- Born: 1616 County Fermanagh, Ireland
- Died: 1645 (aged 28–29) Tyburn, England
- Cause of death: Execution
- Occupations: Politician, soldier

= Connor Maguire, 2nd Baron of Enniskillen =

Irish nobleman

Connor (or Cornelius) Maguire, 2nd Baron of Enniskillen (Conchobhar Mag Uidhir; 1616–1645) was an Irish nobleman from Ulster who took part in the Irish Rebellion of 1641. He was executed for high treason.

==Background==
He was born in County Fermanagh, the son of Sir Bryan Maguire who was created a peer on account of the family loyalty to the English crown. The family was granted land in their traditional power base of Fermanagh by James I, as part of the Ulster Plantation. His mother was an O'Neill, which brought a connection to the leading family of Ulster. He is said to have been partly educated at Magdalen College, Oxford, but did not matriculate in the university.

His brother, Rory Maguire, married into a leading planter family, and sat for County Fermanagh in the 1640 Parliament.

==Politics==
He succeeded to the peerage in 1634, and attended the parliament which met in Dublin on 10 March 1640. In Dublin, during the session in February 1641, he was recruited by rebel Rory O'Moore, who had conceived the plan of freeing Ireland while the English government was busy with Scotland.

* _Dataset excerpts_:
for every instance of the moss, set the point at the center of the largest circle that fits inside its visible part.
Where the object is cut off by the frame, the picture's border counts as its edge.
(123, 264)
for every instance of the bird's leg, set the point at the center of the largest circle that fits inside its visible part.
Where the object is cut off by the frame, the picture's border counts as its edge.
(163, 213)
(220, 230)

--

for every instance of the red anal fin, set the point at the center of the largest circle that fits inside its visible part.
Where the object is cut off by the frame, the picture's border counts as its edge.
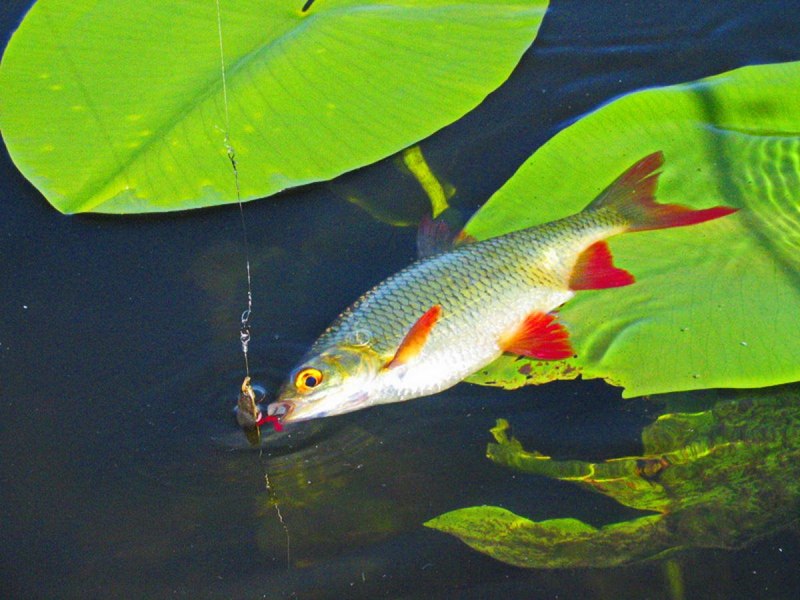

...

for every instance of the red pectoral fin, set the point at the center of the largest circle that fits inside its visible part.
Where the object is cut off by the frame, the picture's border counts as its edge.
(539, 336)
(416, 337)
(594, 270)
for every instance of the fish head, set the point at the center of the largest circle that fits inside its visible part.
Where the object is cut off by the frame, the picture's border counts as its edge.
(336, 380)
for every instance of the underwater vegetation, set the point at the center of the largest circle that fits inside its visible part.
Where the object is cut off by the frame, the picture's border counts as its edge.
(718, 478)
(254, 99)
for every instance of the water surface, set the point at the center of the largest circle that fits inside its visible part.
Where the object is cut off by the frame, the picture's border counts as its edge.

* _Goals_:
(a) In the text on Connor Maguire, list every person named other than Connor Maguire himself.
(b) Quote the Connor Maguire biography word for word, beginning with "His brother, Rory" and stopping after "busy with Scotland.".

* _Expected responses_:
(a)
- Sir Bryan Maguire
- James I
- Rory Maguire
- Rory O'Moore

(b)
His brother, Rory Maguire, married into a leading planter family, and sat for County Fermanagh in the 1640 Parliament.

==Politics==
He succeeded to the peerage in 1634, and attended the parliament which met in Dublin on 10 March 1640. In Dublin, during the session in February 1641, he was recruited by rebel Rory O'Moore, who had conceived the plan of freeing Ireland while the English government was busy with Scotland.